■ What is required:
Lines before the one containing "For every instance of the river water, the" are excluded; print that line and every line after it through the end of the material below, exactly.

● ● ● ●

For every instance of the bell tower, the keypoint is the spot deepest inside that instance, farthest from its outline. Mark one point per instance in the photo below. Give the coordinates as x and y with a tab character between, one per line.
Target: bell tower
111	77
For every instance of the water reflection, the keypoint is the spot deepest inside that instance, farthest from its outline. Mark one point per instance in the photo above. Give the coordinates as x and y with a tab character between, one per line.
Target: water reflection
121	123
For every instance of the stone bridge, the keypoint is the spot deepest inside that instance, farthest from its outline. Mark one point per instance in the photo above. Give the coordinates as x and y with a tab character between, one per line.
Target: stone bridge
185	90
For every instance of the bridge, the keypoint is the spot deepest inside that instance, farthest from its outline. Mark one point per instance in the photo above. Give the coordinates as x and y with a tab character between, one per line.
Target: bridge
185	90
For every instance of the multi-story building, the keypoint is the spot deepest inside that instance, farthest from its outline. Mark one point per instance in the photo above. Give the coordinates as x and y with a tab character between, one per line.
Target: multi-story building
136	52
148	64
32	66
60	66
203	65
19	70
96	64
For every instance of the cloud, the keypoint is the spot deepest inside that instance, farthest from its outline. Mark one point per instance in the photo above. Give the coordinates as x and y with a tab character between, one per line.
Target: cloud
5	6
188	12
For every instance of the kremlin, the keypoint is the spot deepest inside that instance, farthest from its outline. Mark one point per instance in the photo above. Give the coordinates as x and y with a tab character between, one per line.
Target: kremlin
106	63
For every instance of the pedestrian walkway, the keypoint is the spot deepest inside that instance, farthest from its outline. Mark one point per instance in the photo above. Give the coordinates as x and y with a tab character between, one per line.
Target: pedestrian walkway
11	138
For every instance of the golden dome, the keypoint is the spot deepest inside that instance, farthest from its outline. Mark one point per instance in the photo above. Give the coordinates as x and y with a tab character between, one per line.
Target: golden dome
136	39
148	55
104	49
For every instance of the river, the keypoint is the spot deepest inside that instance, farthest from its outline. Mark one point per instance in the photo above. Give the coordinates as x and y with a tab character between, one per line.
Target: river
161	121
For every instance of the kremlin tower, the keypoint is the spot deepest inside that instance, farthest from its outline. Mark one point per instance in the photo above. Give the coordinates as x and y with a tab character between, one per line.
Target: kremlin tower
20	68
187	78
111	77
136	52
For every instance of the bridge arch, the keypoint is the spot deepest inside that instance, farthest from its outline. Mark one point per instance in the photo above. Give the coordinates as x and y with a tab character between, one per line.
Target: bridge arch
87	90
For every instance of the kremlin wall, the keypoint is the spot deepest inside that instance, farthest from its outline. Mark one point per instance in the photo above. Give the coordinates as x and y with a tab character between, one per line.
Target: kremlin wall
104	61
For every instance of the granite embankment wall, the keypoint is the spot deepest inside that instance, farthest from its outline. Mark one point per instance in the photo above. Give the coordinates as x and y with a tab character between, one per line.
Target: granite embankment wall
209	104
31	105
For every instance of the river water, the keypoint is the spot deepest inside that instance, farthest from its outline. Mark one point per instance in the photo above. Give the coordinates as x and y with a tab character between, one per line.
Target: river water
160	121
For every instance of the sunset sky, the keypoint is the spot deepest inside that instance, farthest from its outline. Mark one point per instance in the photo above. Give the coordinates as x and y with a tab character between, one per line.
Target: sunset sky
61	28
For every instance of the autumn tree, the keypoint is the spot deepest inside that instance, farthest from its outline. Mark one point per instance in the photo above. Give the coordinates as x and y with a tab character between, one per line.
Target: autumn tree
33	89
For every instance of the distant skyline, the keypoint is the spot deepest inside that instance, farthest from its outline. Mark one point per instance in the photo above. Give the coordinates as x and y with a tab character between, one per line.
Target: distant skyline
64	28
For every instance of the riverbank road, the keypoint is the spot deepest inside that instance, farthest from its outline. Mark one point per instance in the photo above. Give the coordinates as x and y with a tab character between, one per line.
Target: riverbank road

● ● ● ●

■ Output of the exercise:
For every instance of the river water, the keypoint is the spot deepest inside that instance, farthest from its outline. Mark one point per instance in the photo above. Give the coordinates as x and y with a tab character between, one per line.
Target: river water
160	121
For every instance of the sunset sky, the keypoint is the spot deepest inside that instance, farthest from its outline. Mark one point per instance in the photo above. Give the coordinates as x and y with a tab character between, one per line.
Target: sunset sky
61	28
For every instance of the autumn tree, the keypoint is the spot deepest inside that instance, farthest from its outline. Mark one point per instance in the photo above. Give the coordinates as x and y with a tab character between, one per line.
Target: autumn tree
33	89
For every instance of the distant skyline, the keypoint is the spot deepest inside that instance, farthest from its outline. Mark one point per instance in the photo above. Give the coordinates as x and y with a tab character between, one per line.
Target: distant skyline
64	28
For every instance of the riverbank road, the keypoint is the spot deepest inside that instance, farthest from its outline. Mark one point per instance in the photo above. Give the coordinates as x and y with a tab character between, one per line.
Target: riverbank road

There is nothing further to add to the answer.